Start
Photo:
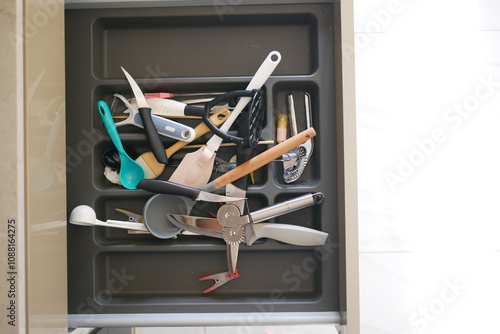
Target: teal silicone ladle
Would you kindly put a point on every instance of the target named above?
(131, 173)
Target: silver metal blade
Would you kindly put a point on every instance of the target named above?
(139, 96)
(201, 225)
(210, 197)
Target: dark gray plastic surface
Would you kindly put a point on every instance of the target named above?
(190, 49)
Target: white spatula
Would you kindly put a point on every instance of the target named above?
(195, 169)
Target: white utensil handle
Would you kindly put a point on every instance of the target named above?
(263, 73)
(122, 224)
(290, 234)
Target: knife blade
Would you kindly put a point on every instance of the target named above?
(145, 112)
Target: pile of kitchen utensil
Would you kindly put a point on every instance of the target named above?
(168, 213)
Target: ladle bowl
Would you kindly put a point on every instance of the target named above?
(131, 173)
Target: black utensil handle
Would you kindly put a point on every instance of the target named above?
(194, 111)
(169, 188)
(153, 136)
(217, 100)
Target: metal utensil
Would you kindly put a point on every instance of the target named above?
(163, 126)
(145, 113)
(292, 234)
(299, 156)
(260, 160)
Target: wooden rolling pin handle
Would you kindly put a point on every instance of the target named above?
(264, 158)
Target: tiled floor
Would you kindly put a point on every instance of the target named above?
(428, 102)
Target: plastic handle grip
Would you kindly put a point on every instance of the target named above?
(173, 129)
(123, 225)
(169, 188)
(263, 73)
(290, 234)
(109, 124)
(152, 136)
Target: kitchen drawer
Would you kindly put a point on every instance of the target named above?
(117, 278)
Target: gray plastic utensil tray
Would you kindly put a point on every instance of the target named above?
End
• _Goal of the exercise_
Retype every entry verbatim and exclude the pictures from the copy.

• _Solved exercise_
Photo:
Target: teal silicone ladle
Would you kindly put a point on every instance of the target named above?
(131, 173)
Target: silver metal blade
Would you kindly put a point on every instance of the target named above?
(139, 96)
(201, 225)
(210, 197)
Target: dark gray plastic surface
Would you kindly put a point on every instance of the target named above?
(190, 49)
Target: white spatula
Would you kindly put a point on every instance of the target named above?
(195, 169)
Target: white utensil handle
Would you kindly put a point on every instance of the target named above?
(263, 73)
(122, 224)
(290, 234)
Target: knife blade
Would you kindly put a point on every instance of the target named above?
(145, 112)
Target: pile of kitchen utensil
Would you kindly put a point on every instance of the target named above?
(168, 213)
Target: ladle bowl
Would you kindly put a point on every instance of the target named above?
(131, 173)
Target: black utensil handle
Would you kindly put a point on every instance of the target named above?
(194, 111)
(169, 188)
(153, 136)
(217, 100)
Target: metal utensil
Would you kindly put a point on every instance of the target named above?
(163, 126)
(145, 113)
(292, 234)
(299, 156)
(260, 160)
Target: wooden rolling pin handle
Would you kindly put a point on every instance of the target named above?
(264, 158)
Target: tiled floor
Would you kindly put a point on every instance of the target named above?
(428, 102)
Target: plastic handle grip
Would you kindly put a point on every instance of the target named above?
(173, 129)
(123, 225)
(169, 188)
(263, 73)
(290, 234)
(109, 124)
(152, 136)
Target: kitchen drawer
Would you kindly put a point on every instance of the target named above?
(117, 278)
Target: gray plastic utensil tray
Would you kindly put a point on every instance of the target named above?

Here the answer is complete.